- **Exercise set**
• 1. In the YouTube design exercise, duplicate the passage starting with "AKafka automatically completes" and going on through "transcoding is complete?".
• 2. In one to three sentences, explain why the YouTube design exercise says uploads need an async architecture, using the reason the exercise itself gives.
• 3. Write the next part of the YouTube design exercise, picking up right after its final sentence.

- **Extract to read**
Day 22 Exercises — Design YouTube

Exercise 1 🟡 Easy ⏱ 15 min

✓ Completed

Video Upload Decoupling

YouTube receives 500 hours of video per minute. A user uploads a 4GB video file. Without async architecture, the upload API must transcode in-line — causing 30-minute request timeouts and server overload that takes down the entire upload fleet.

Architecture Diagram

👤 Client

→

📡 Upload API

→

🪣 S3 Raw

→

📨 Kafka Queue

→

🔧 Worker 360p

🔧 Worker 720p

🔧 Worker 1080p

→

🌐 CDN

Concept Check — 3 questions

Q1. When the upload API writes to S3 and enqueues a Kafka event, what HTTP status should it return to the client?

A200 OK — the upload is done

B202 Accepted — request received, processing in background

C201 Created — the video resource has been created

D204 No Content — the video is ready

Q2. A transcoding worker crashes halfway through a 4K video job. How does Kafka prevent job loss?

AKafka automatically completes the job on another worker

BThe job is permanently lost — Kafka doesn't persist failed jobs

CThe consumer never committed the offset, so Kafka redelivers the message to another worker

DThe API server retries the upload

Q3. How does the uploader know when transcoding is complete?

- **Data shown**
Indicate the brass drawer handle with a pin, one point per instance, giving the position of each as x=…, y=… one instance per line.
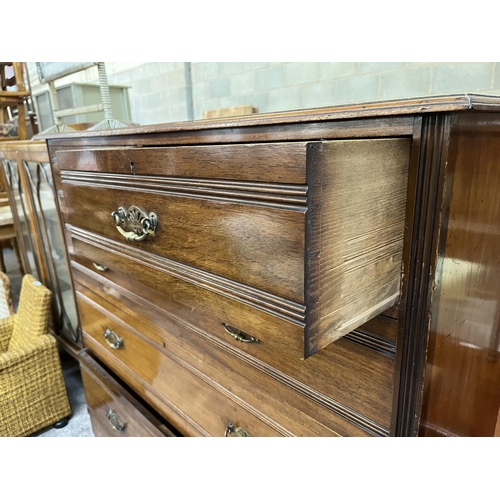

- **Outputs in order**
• 1.
AKafka automatically completes the job on another worker

BThe job is permanently lost — Kafka doesn't persist failed jobs

CThe consumer never committed the offset, so Kafka redelivers the message to another worker

DThe API server retries the upload

Q3. How does the uploader know when transcoding is complete?

• 2. Without an async architecture, the upload API would have to transcode the video in-line. That causes 30-minute request timeouts and server overload that takes down the entire upload fleet.

• 3.
AThe transcoder sends an email/push notification OR the client polls a /status endpoint

BThe client keeps the upload HTTP connection open until transcoding finishes

CYouTube shows the video immediately during transcoding

DKafka notifies the client directly over TCP

202 Accepted is the right code for async work. Kafka offsets: the consumer commits its offset ONLY after successfully processing — a crash before commit causes re-delivery. Notification: emit a video_ready event from the transcoder; a notification service subscribes and sends the email/push.

Open Design Challenge

1

Design the data model for a video: what fields does the videos table need? Include status, storage path, and quality variants.

2

If the transcoder must produce 360p, 720p, 1080p, and 4K versions — how do you parallelize this across 4 workers for one video?

3

A transcoding job fails 3 times. What is your dead-letter strategy and how do you alert the engineering team?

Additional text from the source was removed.